**Tâches et exercices**
1 – Traduisez en anglais la phrase suivante du texte sur la présentation du roman : « Jeudi 24 mai, une présentation du livre était organisée dans un grand café d’Athènes, le Polis Art Café. »
2 – Remplacez « cluster of trees » par « group of trees » dans les enregistrements, puis recopiez-les sans autre modification, en laissant les images de côté.
---- Extrait de page
Mon roman de politique fiction, “Le Porte-Monnaie, une société sans argent” a été traduit par l’anthropologue Panagiotis Grigoriou et publié aux Éditons Aparsis. Jeudi 24 mai, une présentation du livre était organisée dans un grand café d’Athènes, le Polis Art Café. Quatre personnalités athéniennes ont participé à cette présentation :
- Katérina Thanopoulou, ex gouverneur adjointe de l’Attique (affaires sociales) et collaboratrice de Lafazanis. Depuis le référendum de 2015, elle a démissionné de tous ses postes politiques et a repris son métier d’enseignante.
- Andréas Rouméliotis, journaliste et célèbre blogueur, spécialisé dans les alternatives en tous genres.
- Alékos Alavanos, chef du parti Synaspismos, puis de Syriza, puis du “Plan B” qu’il a fondé après 2015, économiste de formation.
- Panagiotis Lafazanis, député et ancien ministre de Syriza, actuellement chef du parti Unité Populaire. C’est un mathématicien de formation.
--------
---- Liste des enregistrements
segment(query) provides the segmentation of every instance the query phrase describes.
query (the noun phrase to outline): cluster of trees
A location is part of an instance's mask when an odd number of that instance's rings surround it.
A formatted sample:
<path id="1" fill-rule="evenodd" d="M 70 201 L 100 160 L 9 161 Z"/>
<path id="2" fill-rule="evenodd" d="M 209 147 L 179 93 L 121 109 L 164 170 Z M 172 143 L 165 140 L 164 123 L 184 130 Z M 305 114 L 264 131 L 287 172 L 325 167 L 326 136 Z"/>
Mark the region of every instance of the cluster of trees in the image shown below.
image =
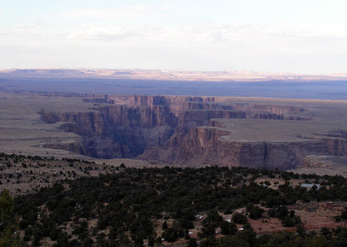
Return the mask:
<path id="1" fill-rule="evenodd" d="M 13 199 L 8 190 L 4 189 L 0 195 L 0 246 L 19 246 L 22 242 L 17 228 Z"/>
<path id="2" fill-rule="evenodd" d="M 43 238 L 49 237 L 57 246 L 138 246 L 146 239 L 151 246 L 160 244 L 162 239 L 171 242 L 189 239 L 195 215 L 204 212 L 207 216 L 198 235 L 203 239 L 201 246 L 275 246 L 265 245 L 266 241 L 282 237 L 288 243 L 301 243 L 309 237 L 298 240 L 290 235 L 273 235 L 258 239 L 244 214 L 235 213 L 233 222 L 228 223 L 218 212 L 230 214 L 246 206 L 249 216 L 259 219 L 264 212 L 255 205 L 261 204 L 271 208 L 269 215 L 281 219 L 285 225 L 292 225 L 300 223 L 300 219 L 285 205 L 298 200 L 347 200 L 347 180 L 341 176 L 301 177 L 278 170 L 242 167 L 135 169 L 123 165 L 119 170 L 96 178 L 61 181 L 38 193 L 17 197 L 15 207 L 22 217 L 19 226 L 24 231 L 24 240 L 33 246 L 39 246 Z M 287 182 L 273 189 L 254 182 L 264 176 L 319 180 L 322 186 L 307 190 Z M 97 219 L 96 225 L 89 223 L 93 219 Z M 166 225 L 158 235 L 156 223 L 160 221 Z M 237 230 L 235 223 L 244 224 L 242 232 Z M 66 224 L 72 226 L 71 232 L 65 230 Z M 227 237 L 214 239 L 219 227 Z M 189 240 L 190 246 L 196 244 Z"/>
--------
**Résultats par tâche**
1 – On Thursday, May 24, a presentation of the book was held in a large café in Athens, the Polis Art Café.

2 –
segment(query) provides the segmentation of every instance the query phrase describes.
query (the noun phrase to outline): group of trees
A location is part of an instance's mask when an odd number of that instance's rings surround it.
A formatted sample:
<path id="1" fill-rule="evenodd" d="M 70 201 L 100 160 L 9 161 Z"/>
<path id="2" fill-rule="evenodd" d="M 209 147 L 179 93 L 121 109 L 164 170 Z M 172 143 L 165 140 L 164 123 L 184 130 Z M 305 114 L 264 131 L 287 172 L 325 167 L 326 136 Z"/>
Mark the region of every instance of the group of trees in the image shown below.
image =
Return the mask:
<path id="1" fill-rule="evenodd" d="M 13 199 L 8 190 L 4 189 L 0 195 L 0 246 L 19 246 L 22 242 L 17 228 Z"/>
<path id="2" fill-rule="evenodd" d="M 43 238 L 49 237 L 57 246 L 138 246 L 146 239 L 151 246 L 160 244 L 162 239 L 171 242 L 189 239 L 195 215 L 204 212 L 207 216 L 198 235 L 203 239 L 201 246 L 275 246 L 265 245 L 266 241 L 282 237 L 288 243 L 301 243 L 309 237 L 298 240 L 290 235 L 273 235 L 258 239 L 244 214 L 235 213 L 233 222 L 228 223 L 218 212 L 230 214 L 246 206 L 249 216 L 259 219 L 264 212 L 255 205 L 261 204 L 271 208 L 269 215 L 281 219 L 285 225 L 292 225 L 300 223 L 300 219 L 285 205 L 298 200 L 347 200 L 347 180 L 341 176 L 301 177 L 278 170 L 242 167 L 135 169 L 123 165 L 119 170 L 96 178 L 61 181 L 38 193 L 17 197 L 15 207 L 22 217 L 19 226 L 24 231 L 24 240 L 33 246 L 39 246 Z M 287 182 L 273 189 L 254 182 L 264 176 L 319 180 L 322 186 L 307 190 Z M 97 219 L 96 225 L 89 223 L 93 219 Z M 166 225 L 158 235 L 156 223 L 160 221 Z M 237 230 L 235 223 L 244 224 L 242 232 Z M 66 224 L 72 226 L 71 232 L 65 230 Z M 227 237 L 214 239 L 219 227 Z M 189 240 L 190 246 L 196 244 Z"/>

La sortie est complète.